*Task details*
Retype the records in full, keeping each character as it is.

======== Input material

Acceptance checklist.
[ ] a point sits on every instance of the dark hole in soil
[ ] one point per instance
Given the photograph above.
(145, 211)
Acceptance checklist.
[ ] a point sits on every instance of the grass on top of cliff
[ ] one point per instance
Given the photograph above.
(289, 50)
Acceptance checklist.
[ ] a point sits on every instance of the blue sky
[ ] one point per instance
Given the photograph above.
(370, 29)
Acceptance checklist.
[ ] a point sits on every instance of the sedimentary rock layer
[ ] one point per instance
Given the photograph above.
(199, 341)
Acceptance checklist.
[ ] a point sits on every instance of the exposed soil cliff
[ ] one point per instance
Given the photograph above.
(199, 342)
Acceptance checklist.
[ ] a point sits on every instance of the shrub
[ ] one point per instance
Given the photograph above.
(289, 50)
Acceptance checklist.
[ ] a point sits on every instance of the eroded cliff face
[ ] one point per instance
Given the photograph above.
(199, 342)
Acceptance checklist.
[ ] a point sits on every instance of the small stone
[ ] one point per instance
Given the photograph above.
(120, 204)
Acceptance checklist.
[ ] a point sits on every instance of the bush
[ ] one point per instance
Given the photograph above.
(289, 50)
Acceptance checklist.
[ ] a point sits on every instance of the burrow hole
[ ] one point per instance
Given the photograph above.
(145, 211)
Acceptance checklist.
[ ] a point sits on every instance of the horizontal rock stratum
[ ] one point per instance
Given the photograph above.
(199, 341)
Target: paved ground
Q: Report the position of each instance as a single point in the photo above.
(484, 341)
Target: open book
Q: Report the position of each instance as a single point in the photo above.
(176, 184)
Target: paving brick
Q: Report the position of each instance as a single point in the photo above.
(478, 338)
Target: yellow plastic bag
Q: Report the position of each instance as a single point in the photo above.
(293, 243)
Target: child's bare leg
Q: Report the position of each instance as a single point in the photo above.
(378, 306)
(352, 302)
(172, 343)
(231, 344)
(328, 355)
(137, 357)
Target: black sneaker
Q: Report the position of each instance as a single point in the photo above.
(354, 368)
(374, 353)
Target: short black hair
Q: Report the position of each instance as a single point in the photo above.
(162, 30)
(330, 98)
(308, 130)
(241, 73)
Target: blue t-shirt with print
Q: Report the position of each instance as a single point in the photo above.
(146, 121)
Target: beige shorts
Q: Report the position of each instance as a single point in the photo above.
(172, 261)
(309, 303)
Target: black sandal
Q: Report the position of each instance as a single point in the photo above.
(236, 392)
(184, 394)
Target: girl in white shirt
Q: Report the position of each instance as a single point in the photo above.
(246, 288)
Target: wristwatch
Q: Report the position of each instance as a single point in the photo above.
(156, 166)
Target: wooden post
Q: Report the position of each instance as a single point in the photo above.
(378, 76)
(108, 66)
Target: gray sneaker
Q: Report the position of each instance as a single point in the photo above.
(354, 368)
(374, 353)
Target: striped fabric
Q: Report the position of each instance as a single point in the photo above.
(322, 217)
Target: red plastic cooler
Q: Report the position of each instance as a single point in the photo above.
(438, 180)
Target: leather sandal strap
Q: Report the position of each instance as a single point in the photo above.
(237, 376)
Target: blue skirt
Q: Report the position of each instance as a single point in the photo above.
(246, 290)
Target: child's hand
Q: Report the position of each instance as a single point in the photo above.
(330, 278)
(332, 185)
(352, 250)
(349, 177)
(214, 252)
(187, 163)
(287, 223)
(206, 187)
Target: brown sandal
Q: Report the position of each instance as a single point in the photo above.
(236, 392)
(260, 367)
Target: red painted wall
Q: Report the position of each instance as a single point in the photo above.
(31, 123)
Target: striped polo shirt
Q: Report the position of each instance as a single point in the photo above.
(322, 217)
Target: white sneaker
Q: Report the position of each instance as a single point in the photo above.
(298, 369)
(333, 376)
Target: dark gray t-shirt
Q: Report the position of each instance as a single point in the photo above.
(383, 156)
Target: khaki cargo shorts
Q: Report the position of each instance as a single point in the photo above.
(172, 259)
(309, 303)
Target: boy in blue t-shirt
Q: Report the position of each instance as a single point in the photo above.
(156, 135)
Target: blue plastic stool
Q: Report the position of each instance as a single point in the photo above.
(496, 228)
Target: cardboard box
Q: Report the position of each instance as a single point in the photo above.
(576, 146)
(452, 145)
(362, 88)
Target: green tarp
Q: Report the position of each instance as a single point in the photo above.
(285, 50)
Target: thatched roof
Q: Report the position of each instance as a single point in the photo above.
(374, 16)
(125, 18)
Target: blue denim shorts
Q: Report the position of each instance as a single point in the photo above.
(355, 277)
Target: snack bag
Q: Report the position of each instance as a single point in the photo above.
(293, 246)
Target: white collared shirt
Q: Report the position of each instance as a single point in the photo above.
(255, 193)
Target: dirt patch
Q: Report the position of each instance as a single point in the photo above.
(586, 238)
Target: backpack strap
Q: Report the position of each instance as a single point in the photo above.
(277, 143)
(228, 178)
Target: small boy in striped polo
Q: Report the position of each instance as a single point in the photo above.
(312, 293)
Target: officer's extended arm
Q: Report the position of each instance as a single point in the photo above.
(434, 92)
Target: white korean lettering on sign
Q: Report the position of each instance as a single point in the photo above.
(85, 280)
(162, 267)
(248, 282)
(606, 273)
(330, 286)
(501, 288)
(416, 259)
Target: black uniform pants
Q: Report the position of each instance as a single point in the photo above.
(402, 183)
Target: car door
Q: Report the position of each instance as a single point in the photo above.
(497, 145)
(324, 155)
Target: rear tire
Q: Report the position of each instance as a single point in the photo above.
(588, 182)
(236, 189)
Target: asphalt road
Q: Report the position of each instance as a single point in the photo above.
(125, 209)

================

*Result of the task*
Acceptance checklist.
[ ] a point sits on every instance of the dark hole in soil
[ ] one point per instance
Given the photograph above.
(145, 211)
Acceptance checklist.
[ ] a point sits on every instance of the grass on top of cliff
[ ] one point per instance
Given the photograph above.
(289, 50)
Acceptance checklist.
[ ] a point sits on every instance of the blue sky
[ ] one point per instance
Given the photograph above.
(370, 29)
Acceptance checklist.
[ ] a point sits on every instance of the sedimentary rock layer
[ ] one point per instance
Given the photograph above.
(199, 341)
Acceptance checklist.
[ ] a point sits on every instance of the exposed soil cliff
[ ] one point per instance
Given the photograph above.
(199, 342)
Acceptance checklist.
[ ] a point sits on every instance of the shrub
[ ] one point per instance
Given the photograph above.
(289, 50)
Acceptance checklist.
[ ] a point sits on every instance of the eroded cliff face
[ ] one point per instance
Given the photograph above.
(199, 342)
Acceptance checklist.
[ ] a point sits on every instance of the small stone
[ ] one point per instance
Given the photograph above.
(120, 204)
Acceptance checklist.
[ ] a point sits on every instance of the bush
[ ] one point per instance
Given the photograph above.
(289, 50)
Acceptance checklist.
[ ] a point sits on every instance of the burrow hole
[ ] one point per instance
Given the photograph above.
(145, 211)
Acceptance checklist.
[ ] a point sits on every instance of the horizontal rock stratum
[ ] one point per instance
Given the photograph above.
(199, 341)
Target: paved ground
Q: Report the position of each instance as a single point in the photo above.
(484, 341)
Target: open book
Q: Report the position of each instance as a single point in the photo above.
(176, 184)
Target: paving brick
Q: Report the position of each instance as a single point in the photo above.
(478, 338)
Target: yellow plastic bag
Q: Report the position of each instance as a single point in the photo above.
(293, 243)
Target: child's bare leg
Q: Report the position of each instance as a single point in the photo above.
(378, 306)
(352, 302)
(172, 343)
(231, 344)
(328, 355)
(137, 357)
Target: black sneaker
Q: Report the position of each instance as a single point in the photo above.
(354, 368)
(374, 353)
Target: short black hair
Q: Report the position of each instance as a single point in the photo above.
(162, 30)
(330, 98)
(308, 130)
(241, 73)
Target: blue t-shirt with print
Q: Report the position of each instance as a single point in the photo above.
(146, 121)
Target: beige shorts
Q: Report the position of each instance as a single point in the photo above.
(172, 261)
(309, 303)
Target: black sandal
Q: Report the position of each instance as a single point in the photo above.
(236, 392)
(184, 394)
Target: girl in white shirt
Q: Report the position of each instance as a single point in the photo above.
(246, 288)
Target: wristwatch
Q: Report the position of each instance as a single point in the photo above.
(156, 166)
Target: wooden post
Q: Report the position of each instance as a single point in the photo above.
(378, 76)
(108, 66)
Target: gray sneaker
Q: Report the position of each instance as a single point in the photo above.
(354, 368)
(374, 353)
Target: striped fabric
Q: Report the position of each instance as a single point in the photo above.
(322, 217)
Target: red plastic cooler
Q: Report the position of each instance as a single point in the photo above.
(438, 180)
Target: leather sandal strap
Q: Report the position of each instance as a single point in the photo above.
(237, 376)
Target: blue skirt
Q: Report the position of each instance as a single point in the photo above.
(246, 290)
Target: child's hand
Q: Report the position of each instance as a single point in the photo above.
(330, 278)
(332, 185)
(352, 250)
(349, 177)
(214, 252)
(187, 163)
(287, 223)
(206, 187)
Target: brown sandal
Q: Report the position of each instance as a single point in the photo above.
(236, 392)
(260, 367)
Target: red painted wall
Q: Report the position of each instance as a single point in the photo above.
(31, 123)
Target: striped polo shirt
Q: Report the position of each instance as a single point in the photo above.
(322, 217)
Target: white sneaker
Q: Report the position of each instance as a single point in the photo above.
(298, 369)
(333, 376)
Target: dark gray t-shirt
Q: Report the position of each instance as a single point in the photo above.
(383, 156)
Target: khaki cargo shorts
Q: Report the position of each instance as a single point in the photo above.
(172, 259)
(309, 303)
Target: boy in blue t-shirt
Q: Report the position of each instance as a single point in the photo above.
(156, 135)
Target: blue plastic stool
Q: Report the position of each instance as a single point in the photo above.
(496, 228)
Target: cardboard box
Q: Report the position of each instance as a single point in the photo above.
(576, 146)
(452, 145)
(362, 88)
Target: green tarp
Q: Report the position of each instance as a single point in the photo above.
(285, 50)
Target: thatched roof
Q: Report the position of each instance as a single point in the photo above.
(374, 16)
(125, 18)
Target: blue denim shorts
Q: Report the position of each instance as a single point in the photo above.
(355, 277)
Target: snack bag
Q: Report the position of each instance as a single point in the photo above.
(293, 246)
Target: white collared shirt
Q: Report the position of each instance as a single point in the photo above.
(255, 193)
Target: dirt patch
Q: Report the position of each instance as a single point in the photo above.
(586, 238)
Target: backpack strap
Q: Report the position of each instance as a single point in the photo above.
(277, 143)
(228, 178)
Target: small boy in striped polo
Q: Report the position of each instance as a single point in the photo above.
(312, 293)
Target: officer's extended arm
Q: Report the position of each instance as a single point in the photo above.
(434, 92)
Target: white korean lettering on sign
Q: Report the position of each instance as a single point in the photo above.
(85, 280)
(162, 267)
(248, 282)
(606, 273)
(330, 286)
(501, 288)
(416, 259)
Target: black uniform pants
Q: Report the position of each instance as a single point in the photo above.
(402, 183)
Target: car door
Q: Report the position of each instance as a single point in the photo above.
(497, 145)
(324, 155)
Target: rear tire
Q: Report the position of each instance as a single point in the photo above.
(588, 182)
(236, 189)
Target: asphalt road
Q: Report the position of each instance as a single point in the photo above.
(125, 209)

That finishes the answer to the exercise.